* **WORK TO BE COMPLETED**
Copy word for word the portion of the network automation post between "Success and failure" and "network automation field.", inclusive.

* **READING PASSAGE**
==================================================

Automation 6. Multi vendor Network Automation in 2021/2022: NAPALM vs OpenConfig

Hello my friend,

Recently I was talking to a colleague from the network automation area, and during the discussion we touched a topic of NAPALM, and which role it plays today, and what may be its future. This discussion triggered me to think more about this topic and I decided to share thoughts with you.


1
2
3
4
5
No part of this blogpost could be reproduced, stored in a 

retrieval system, or transmitted in any form or by any 

means, electronic, mechanical or photocopying, recording, 

or otherwise, for commercial purposes without the 

prior permission of the author.

Will Network Automation Become Less Popular?

No, it won’t. Actually, it is quite opposite. It will be becoming even more important and it will be taking even more complicated forms, such as integration with Artificial Intelligence and Machine Learning (AI/ML) to help companies to reduce amounts and durations of downtimes. It doesn’t mean that traditional network technology knowledge are less important: they absolutely are. However, the automation is unavoidable and you have to know it in order to stay in the profession. And pretty much, like with network technology you start with fundamentals of protocols before starting configuring them, in the same way in the automation and software development: you should start with fundamentals in order to succeed. And we are committed to help you with that.

We offer the following training programs:

Zero-to-Hero Network Automation Training
Automation with Nornir (2nd step after advanced network automation)
Automation Orchestration wth AWX

During these trainings you will learn the following topics:

Success and failure strategies to build the automation tools.
Principles of software developments and tools for that.
Data encoding (free-text, XML, JSON, YAML, Protobuf)
Model-driven network automation with YANG, NETCONF, RESTCONF, GNMI.
Full configuration templating with Jinja2 based on the source of truth (NetBox).
Best programming languages (Python, Bash) for developing automation, configuration management tools (Ansible) and automation frameworks (Nornir).
Network automation infrastructure (Linux, Linux networking, KVM, Docker).
Orchestration of automation workflows with AWX and its integration with NetBox, GitHub, as well as custom execution environments for better scalability.

Anton has a very good and structured approach to bootstrap you in the network automation field.

==================================================

* **SOURCE MATERIAL**

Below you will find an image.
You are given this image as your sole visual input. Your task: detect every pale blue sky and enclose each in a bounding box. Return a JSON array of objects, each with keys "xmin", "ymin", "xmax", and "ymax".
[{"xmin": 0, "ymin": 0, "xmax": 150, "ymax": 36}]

==================================================

* **EXERCISE RESULT**
Success and failure strategies to build the automation tools.
Principles of software developments and tools for that.
Data encoding (free-text, XML, JSON, YAML, Protobuf)
Model-driven network automation with YANG, NETCONF, RESTCONF, GNMI.
Full configuration templating with Jinja2 based on the source of truth (NetBox).
Best programming languages (Python, Bash) for developing automation, configuration management tools (Ansible) and automation frameworks (Nornir).
Network automation infrastructure (Linux, Linux networking, KVM, Docker).
Orchestration of automation workflows with AWX and its integration with NetBox, GitHub, as well as custom execution environments for better scalability.

Anton has a very good and structured approach to bootstrap you in the network automation field.